#### Given request
Edit the stretch from the start of the records through the line containing "x=682, y=868" by replacing "lichen" with "moss", and write out those lines with everything else left unchanged.

Some records
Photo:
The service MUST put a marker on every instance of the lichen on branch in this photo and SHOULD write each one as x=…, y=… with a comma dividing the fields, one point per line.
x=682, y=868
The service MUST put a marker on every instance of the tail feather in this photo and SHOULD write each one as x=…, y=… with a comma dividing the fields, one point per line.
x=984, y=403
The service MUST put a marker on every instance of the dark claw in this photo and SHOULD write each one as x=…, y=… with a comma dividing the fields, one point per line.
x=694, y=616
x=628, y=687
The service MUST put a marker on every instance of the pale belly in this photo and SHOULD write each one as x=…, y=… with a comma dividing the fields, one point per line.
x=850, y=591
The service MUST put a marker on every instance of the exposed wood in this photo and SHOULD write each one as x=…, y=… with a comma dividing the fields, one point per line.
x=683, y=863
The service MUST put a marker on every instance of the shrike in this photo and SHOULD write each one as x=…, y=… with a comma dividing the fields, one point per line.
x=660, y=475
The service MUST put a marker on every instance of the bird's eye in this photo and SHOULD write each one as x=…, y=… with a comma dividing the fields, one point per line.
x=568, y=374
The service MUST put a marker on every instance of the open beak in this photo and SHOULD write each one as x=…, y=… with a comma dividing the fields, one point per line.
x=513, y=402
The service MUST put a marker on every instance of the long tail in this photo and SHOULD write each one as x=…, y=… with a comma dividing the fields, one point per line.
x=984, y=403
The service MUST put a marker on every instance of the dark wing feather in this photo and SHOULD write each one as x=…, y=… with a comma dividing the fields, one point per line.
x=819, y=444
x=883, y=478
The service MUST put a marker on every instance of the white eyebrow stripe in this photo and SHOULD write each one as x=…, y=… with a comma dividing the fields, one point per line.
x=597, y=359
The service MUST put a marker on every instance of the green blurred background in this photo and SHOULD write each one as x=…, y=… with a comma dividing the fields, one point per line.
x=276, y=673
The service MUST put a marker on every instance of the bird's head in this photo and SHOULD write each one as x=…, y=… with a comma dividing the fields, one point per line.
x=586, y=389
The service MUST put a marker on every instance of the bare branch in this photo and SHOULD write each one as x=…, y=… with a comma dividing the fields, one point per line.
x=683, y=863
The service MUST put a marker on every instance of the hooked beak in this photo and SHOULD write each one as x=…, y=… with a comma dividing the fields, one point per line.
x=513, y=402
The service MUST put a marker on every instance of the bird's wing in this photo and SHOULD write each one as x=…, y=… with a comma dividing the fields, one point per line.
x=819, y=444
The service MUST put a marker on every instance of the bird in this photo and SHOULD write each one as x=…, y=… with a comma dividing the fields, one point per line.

#### Finished exercise
Photo:
The service MUST put a marker on every instance of the moss on branch in this photo and SHOULD write each one as x=…, y=… with a comma dividing the fields, one point per line.
x=682, y=868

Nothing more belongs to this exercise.